Outline labeling records

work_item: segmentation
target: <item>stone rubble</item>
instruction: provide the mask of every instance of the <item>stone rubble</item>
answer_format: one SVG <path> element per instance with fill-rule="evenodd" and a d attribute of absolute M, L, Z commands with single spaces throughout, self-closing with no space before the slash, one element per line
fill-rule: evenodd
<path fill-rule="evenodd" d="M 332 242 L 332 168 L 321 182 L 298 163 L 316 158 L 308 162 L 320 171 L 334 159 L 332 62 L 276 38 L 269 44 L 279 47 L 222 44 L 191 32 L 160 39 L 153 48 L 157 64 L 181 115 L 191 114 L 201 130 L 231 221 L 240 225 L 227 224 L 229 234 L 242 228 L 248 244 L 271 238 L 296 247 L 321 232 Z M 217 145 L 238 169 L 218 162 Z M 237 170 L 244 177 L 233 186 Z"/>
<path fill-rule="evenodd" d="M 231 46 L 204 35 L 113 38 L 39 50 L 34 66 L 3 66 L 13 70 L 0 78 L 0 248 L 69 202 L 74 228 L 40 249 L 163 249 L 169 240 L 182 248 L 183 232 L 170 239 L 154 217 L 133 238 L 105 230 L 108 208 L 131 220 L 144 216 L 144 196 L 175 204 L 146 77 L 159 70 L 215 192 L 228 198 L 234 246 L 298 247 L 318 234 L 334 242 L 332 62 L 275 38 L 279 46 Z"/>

...

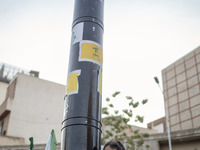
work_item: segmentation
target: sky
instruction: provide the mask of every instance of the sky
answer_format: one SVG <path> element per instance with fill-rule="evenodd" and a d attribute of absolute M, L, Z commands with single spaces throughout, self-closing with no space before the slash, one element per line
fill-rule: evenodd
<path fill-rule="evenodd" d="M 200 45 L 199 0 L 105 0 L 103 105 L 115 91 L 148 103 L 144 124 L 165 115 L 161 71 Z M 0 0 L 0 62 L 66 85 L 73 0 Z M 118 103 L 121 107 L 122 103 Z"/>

...

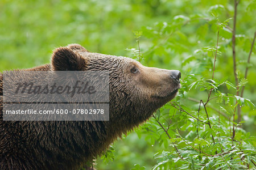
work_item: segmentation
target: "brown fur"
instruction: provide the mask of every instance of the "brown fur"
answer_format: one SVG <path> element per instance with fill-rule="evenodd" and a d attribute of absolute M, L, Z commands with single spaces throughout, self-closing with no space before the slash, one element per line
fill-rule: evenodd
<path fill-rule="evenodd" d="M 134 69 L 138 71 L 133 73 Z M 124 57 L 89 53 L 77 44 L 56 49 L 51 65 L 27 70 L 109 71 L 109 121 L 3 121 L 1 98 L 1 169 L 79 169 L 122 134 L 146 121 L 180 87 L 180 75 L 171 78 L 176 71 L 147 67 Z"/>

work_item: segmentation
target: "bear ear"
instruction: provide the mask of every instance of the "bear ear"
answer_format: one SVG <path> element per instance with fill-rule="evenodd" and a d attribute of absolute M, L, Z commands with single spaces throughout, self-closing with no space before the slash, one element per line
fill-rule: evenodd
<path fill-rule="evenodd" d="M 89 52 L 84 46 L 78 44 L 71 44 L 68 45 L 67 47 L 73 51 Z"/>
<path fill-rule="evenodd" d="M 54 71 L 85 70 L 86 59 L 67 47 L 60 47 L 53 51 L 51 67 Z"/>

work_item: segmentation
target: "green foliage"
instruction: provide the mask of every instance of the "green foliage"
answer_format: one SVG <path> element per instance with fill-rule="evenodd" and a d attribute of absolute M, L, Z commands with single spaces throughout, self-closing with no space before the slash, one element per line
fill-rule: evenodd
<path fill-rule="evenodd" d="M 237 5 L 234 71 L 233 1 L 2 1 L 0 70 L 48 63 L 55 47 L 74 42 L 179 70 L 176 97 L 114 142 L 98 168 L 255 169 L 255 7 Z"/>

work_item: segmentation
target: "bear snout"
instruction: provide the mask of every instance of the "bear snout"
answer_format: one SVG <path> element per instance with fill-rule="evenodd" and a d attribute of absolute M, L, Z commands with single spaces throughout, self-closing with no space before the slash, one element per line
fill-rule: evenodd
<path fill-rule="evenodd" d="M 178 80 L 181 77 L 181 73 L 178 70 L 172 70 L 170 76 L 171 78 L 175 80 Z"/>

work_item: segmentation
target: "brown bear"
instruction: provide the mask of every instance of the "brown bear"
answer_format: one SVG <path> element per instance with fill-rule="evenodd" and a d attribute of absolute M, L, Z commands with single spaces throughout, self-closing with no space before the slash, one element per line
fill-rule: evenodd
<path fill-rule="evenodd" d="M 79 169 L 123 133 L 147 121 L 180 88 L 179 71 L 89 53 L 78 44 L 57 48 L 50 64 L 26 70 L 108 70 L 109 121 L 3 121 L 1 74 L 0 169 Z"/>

● What is expected: Locate every line in the items above that contains the string "snout", and copy each such line in full.

● Result of this exercise:
target: "bear snout"
instruction: provide the mask of every instance of the "bear snout"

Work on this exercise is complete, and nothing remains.